Task prompt: Rewrite the material below, swapping each "one dot per instance" for "a single point per instance" and changing nothing else. Leave out the pictures.
— BEGIN Data entries —
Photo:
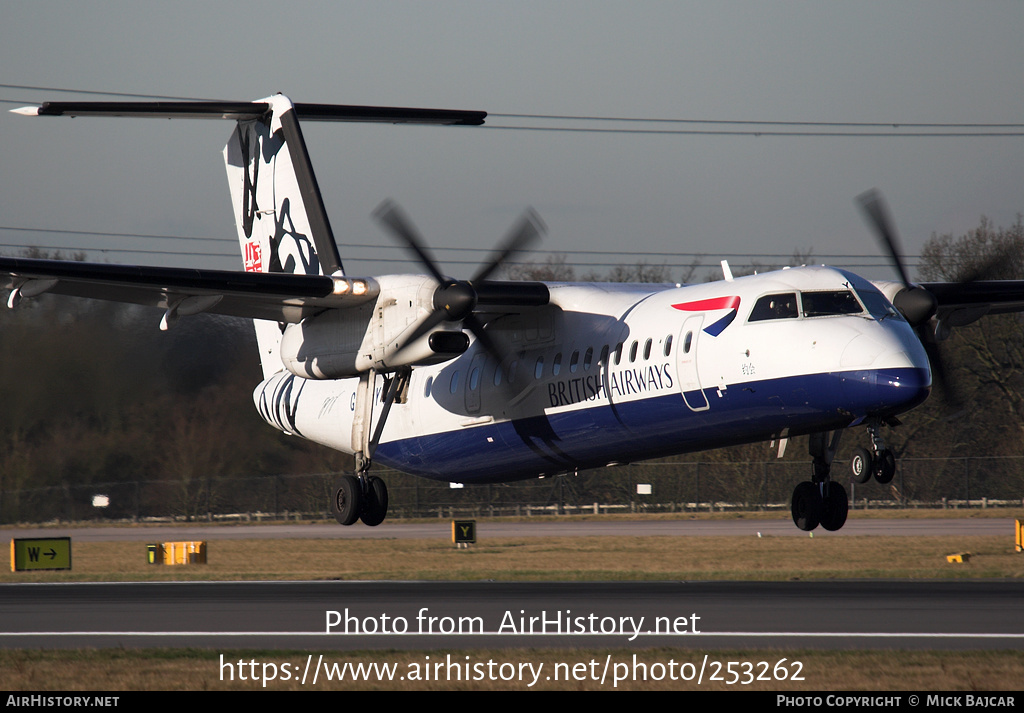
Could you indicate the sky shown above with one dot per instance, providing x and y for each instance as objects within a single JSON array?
[{"x": 633, "y": 194}]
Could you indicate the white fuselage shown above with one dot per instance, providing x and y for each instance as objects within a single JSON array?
[{"x": 613, "y": 373}]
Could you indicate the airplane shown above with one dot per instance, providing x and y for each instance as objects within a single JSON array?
[{"x": 483, "y": 380}]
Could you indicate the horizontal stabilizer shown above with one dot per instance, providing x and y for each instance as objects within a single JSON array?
[
  {"x": 275, "y": 296},
  {"x": 247, "y": 111}
]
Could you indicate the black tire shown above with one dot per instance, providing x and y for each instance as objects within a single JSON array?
[
  {"x": 375, "y": 502},
  {"x": 806, "y": 506},
  {"x": 861, "y": 465},
  {"x": 346, "y": 500},
  {"x": 885, "y": 467},
  {"x": 836, "y": 507}
]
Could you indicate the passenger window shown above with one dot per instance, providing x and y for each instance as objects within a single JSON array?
[{"x": 780, "y": 306}]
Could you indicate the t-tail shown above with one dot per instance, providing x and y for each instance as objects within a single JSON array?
[
  {"x": 279, "y": 211},
  {"x": 282, "y": 222}
]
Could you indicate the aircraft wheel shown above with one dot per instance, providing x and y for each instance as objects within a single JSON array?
[
  {"x": 860, "y": 465},
  {"x": 806, "y": 506},
  {"x": 885, "y": 467},
  {"x": 835, "y": 507},
  {"x": 375, "y": 502},
  {"x": 346, "y": 499}
]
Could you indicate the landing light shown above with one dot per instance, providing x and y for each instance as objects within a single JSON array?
[{"x": 345, "y": 286}]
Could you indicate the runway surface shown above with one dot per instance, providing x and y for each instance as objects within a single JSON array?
[
  {"x": 470, "y": 615},
  {"x": 775, "y": 527}
]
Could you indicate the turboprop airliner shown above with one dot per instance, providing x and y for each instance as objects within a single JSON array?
[{"x": 483, "y": 380}]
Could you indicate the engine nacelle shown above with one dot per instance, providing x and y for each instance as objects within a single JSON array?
[{"x": 341, "y": 343}]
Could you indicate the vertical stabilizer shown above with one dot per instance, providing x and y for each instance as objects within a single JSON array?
[{"x": 279, "y": 212}]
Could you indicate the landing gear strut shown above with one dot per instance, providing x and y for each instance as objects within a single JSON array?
[
  {"x": 880, "y": 462},
  {"x": 364, "y": 496},
  {"x": 820, "y": 500}
]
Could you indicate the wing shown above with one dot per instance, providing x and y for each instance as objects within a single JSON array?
[{"x": 276, "y": 296}]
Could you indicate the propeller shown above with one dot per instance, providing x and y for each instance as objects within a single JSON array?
[
  {"x": 457, "y": 300},
  {"x": 915, "y": 303}
]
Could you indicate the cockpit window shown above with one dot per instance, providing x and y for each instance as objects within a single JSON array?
[
  {"x": 829, "y": 303},
  {"x": 781, "y": 306},
  {"x": 877, "y": 303}
]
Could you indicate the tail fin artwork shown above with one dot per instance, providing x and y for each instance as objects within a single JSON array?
[
  {"x": 282, "y": 223},
  {"x": 279, "y": 211}
]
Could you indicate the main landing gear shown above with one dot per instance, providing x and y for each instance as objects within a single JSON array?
[
  {"x": 359, "y": 497},
  {"x": 820, "y": 500},
  {"x": 364, "y": 496},
  {"x": 880, "y": 461}
]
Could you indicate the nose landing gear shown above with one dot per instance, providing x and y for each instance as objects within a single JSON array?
[
  {"x": 880, "y": 462},
  {"x": 820, "y": 500}
]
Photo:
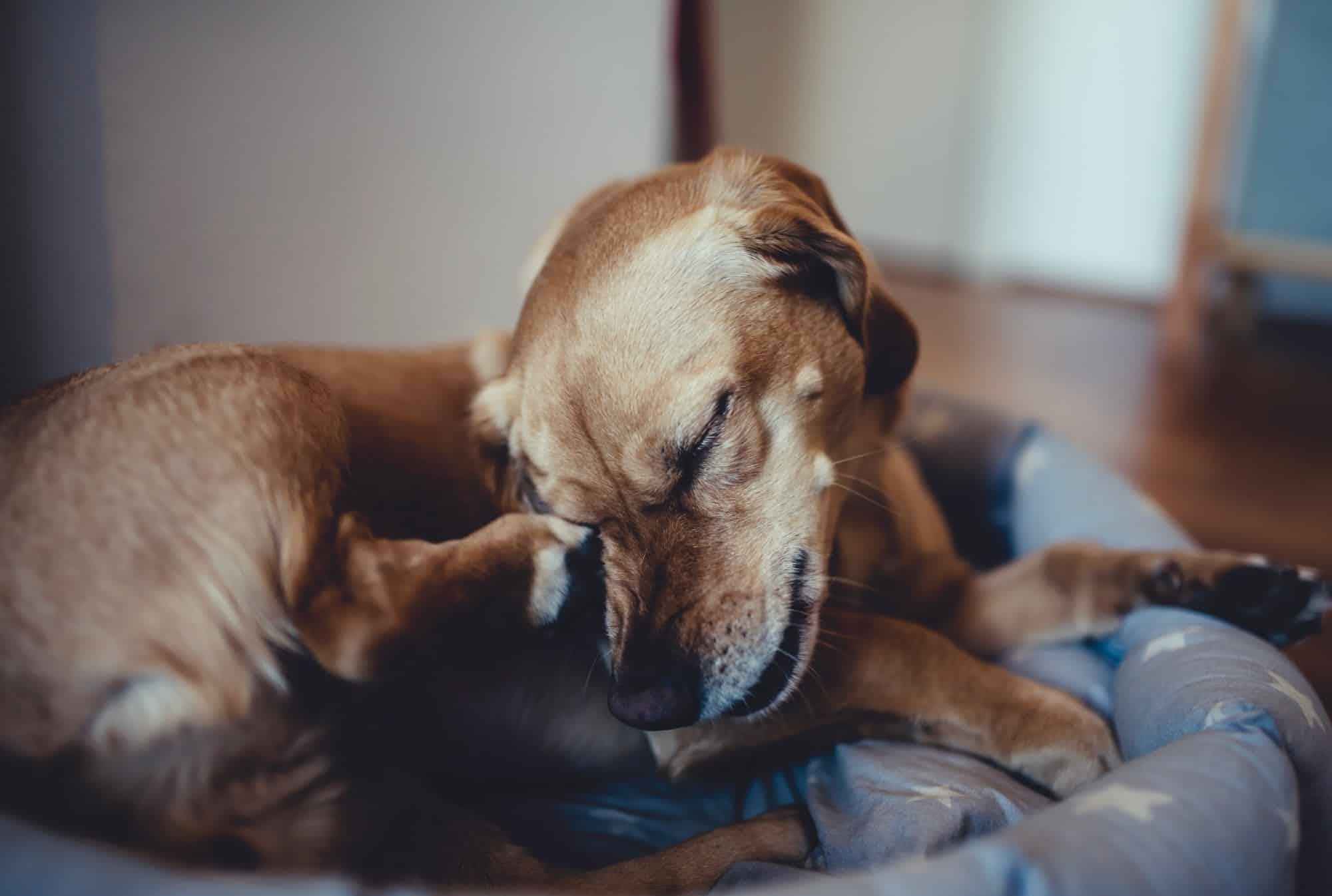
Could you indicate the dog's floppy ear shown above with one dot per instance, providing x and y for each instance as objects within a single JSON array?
— END Data entries —
Correct response:
Photo:
Could you indicate the sky shown above with a single point per instance, providing x and y for each instance as objects within a single JSON array?
[{"x": 633, "y": 194}]
Could you indicate the white fuselage shown above with a single point per instance, providing x and y for each instance as objects within a single JSON array?
[{"x": 613, "y": 373}]
Could you indicate the airplane shown above with a single point per instance, providing x and y for each instance as objects within a single JSON array?
[{"x": 483, "y": 380}]
Could you indicate the horizontal stabilizer shown above with a single point per instance, providing x and y for each instance as objects within a single JSON array?
[
  {"x": 275, "y": 296},
  {"x": 247, "y": 111}
]
Could you indicate the black tire shown above with a single point per instance, providing x and y for each instance as objects within a single JSON array?
[
  {"x": 375, "y": 502},
  {"x": 806, "y": 506},
  {"x": 861, "y": 465},
  {"x": 346, "y": 500},
  {"x": 885, "y": 467},
  {"x": 836, "y": 507}
]
Could you indicate the passenger window shown above with a single point per instance, providing x and y for each instance as objects within a single JSON array?
[{"x": 780, "y": 306}]
Could you indicate the t-tail shown above with a single point per instance, providing x and y for each instance as objects within a single JSON array?
[
  {"x": 279, "y": 211},
  {"x": 282, "y": 222}
]
Could you indicate the aircraft wheel shown above with a single point per instance, providing x and y for each instance as objects within a single JSON array?
[
  {"x": 860, "y": 465},
  {"x": 806, "y": 506},
  {"x": 885, "y": 467},
  {"x": 835, "y": 507},
  {"x": 375, "y": 502},
  {"x": 346, "y": 499}
]
Could you indicate the landing light shown above with a single point per instance, providing x and y for each instance as objects within a single JSON array?
[{"x": 345, "y": 286}]
Could you indicate the runway surface shown above with a single point per instance, providing x and y for each instance as objects within a single JSON array?
[
  {"x": 470, "y": 615},
  {"x": 775, "y": 527}
]
Could you indicate the turboprop airliner shown above with a single point per instance, providing x and y for each instance as objects within a single JSON array?
[{"x": 483, "y": 380}]
Could you indicate the engine nacelle shown above with a single point per instance, providing x and y for each instance as objects within a single JSON array?
[{"x": 341, "y": 343}]
Could you indicate the vertical stabilizer shown above with a single point per instance, providing x and y for each instance as objects within a single JSON array?
[{"x": 279, "y": 212}]
Could you indicate the landing gear strut shown above with a single point per instance, providing x and y for each instance as objects within a single JSON array?
[
  {"x": 880, "y": 462},
  {"x": 364, "y": 496},
  {"x": 820, "y": 500}
]
Could you indicate the wing shown above with a single point per instance, providing x and y for each instance as objects within a single JSON array?
[{"x": 276, "y": 296}]
Could you indicate the propeller shown above with a single point per instance, providing x and y for each instance as objects within a single JSON array?
[
  {"x": 457, "y": 300},
  {"x": 915, "y": 303}
]
Could you indicate the cockpit window shown above with a single point per instance, providing x and y for each instance as objects within a single JSON array?
[
  {"x": 829, "y": 303},
  {"x": 781, "y": 306},
  {"x": 877, "y": 303}
]
Could you indicate the tail fin artwork shown above with a single point per instance, providing x and y for each instance as objects within a single JSON array?
[
  {"x": 282, "y": 223},
  {"x": 279, "y": 211}
]
Could you indicate the main landing gear shown above with a single point per instance, providing x and y for each instance as objects within a single JSON array?
[
  {"x": 359, "y": 497},
  {"x": 820, "y": 500},
  {"x": 364, "y": 496},
  {"x": 880, "y": 461}
]
Could you indicate the nose landing gear shown above with a single point per instance, providing x and y for each instance as objects within a single JSON array?
[
  {"x": 880, "y": 462},
  {"x": 820, "y": 500}
]
Photo:
Could you indicate the dog's floppy ear shown above with a single point per instance, providing x and y for each instance as objects within a single JSON array?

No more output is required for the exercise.